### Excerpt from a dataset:

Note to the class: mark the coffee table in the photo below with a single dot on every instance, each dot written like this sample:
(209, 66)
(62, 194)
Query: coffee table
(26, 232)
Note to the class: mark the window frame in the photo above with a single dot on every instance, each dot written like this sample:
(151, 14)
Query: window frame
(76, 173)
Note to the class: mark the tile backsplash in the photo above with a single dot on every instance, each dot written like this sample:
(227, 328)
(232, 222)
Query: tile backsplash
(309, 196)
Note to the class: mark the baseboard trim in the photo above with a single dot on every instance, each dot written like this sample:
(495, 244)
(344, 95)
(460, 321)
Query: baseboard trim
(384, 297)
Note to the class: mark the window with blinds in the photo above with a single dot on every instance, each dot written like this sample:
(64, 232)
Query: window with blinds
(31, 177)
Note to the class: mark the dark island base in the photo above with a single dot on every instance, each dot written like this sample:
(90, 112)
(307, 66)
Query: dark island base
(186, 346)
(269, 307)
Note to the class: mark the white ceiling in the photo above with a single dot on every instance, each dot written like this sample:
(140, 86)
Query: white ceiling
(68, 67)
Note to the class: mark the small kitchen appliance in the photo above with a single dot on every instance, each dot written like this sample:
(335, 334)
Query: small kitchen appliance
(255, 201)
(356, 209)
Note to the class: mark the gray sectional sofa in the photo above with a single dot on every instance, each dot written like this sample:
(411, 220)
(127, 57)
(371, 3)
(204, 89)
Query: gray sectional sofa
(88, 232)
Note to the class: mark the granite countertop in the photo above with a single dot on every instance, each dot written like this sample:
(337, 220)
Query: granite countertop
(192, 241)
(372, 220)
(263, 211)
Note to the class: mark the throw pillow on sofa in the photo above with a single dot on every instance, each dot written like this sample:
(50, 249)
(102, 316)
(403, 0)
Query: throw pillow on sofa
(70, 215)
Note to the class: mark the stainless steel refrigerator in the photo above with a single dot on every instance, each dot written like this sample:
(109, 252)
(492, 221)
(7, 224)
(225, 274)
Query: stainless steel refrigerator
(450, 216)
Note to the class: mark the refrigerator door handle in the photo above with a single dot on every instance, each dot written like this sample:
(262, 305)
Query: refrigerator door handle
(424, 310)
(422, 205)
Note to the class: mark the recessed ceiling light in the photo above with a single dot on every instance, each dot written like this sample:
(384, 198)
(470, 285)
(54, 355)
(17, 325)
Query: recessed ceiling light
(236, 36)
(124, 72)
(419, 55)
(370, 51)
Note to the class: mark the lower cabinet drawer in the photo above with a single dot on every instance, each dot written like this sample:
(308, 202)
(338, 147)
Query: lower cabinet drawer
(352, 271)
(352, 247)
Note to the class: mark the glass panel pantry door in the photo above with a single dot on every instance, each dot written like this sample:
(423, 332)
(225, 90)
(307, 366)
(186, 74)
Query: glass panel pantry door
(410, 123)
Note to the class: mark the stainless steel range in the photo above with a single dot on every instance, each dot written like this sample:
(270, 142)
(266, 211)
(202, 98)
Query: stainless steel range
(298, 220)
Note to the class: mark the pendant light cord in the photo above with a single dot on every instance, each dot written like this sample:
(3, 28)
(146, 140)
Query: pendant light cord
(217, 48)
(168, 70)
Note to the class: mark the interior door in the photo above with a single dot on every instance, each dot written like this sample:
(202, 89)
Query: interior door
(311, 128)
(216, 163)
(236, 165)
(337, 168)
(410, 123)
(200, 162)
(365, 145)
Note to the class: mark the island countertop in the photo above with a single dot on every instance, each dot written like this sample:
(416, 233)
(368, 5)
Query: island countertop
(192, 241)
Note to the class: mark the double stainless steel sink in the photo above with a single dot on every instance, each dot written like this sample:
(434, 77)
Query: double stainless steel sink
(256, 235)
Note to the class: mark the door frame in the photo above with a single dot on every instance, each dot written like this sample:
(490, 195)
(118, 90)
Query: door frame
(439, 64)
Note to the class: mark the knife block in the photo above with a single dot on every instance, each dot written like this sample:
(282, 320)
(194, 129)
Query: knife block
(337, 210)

### Your goal:
Starting at the line containing "Note to the class: mark the double" and ending at the last line of the entries, write those lines again with "door frame" renamed to "door casing" and everything else left unchanged.

### Answer to the problem:
Note to the class: mark the double stainless steel sink in the photo above with a single dot on every instance, each dot written like this sample:
(434, 77)
Query: double stainless steel sink
(256, 235)
Note to the class: mark the door casing in the photo above with a single dot on every instance, each dot written like this sample:
(490, 195)
(118, 90)
Query: door casing
(439, 64)
Note to the class: mark the knife block in the photo above with a single dot on every instance, each dot written like this sample:
(282, 320)
(194, 129)
Query: knife block
(337, 210)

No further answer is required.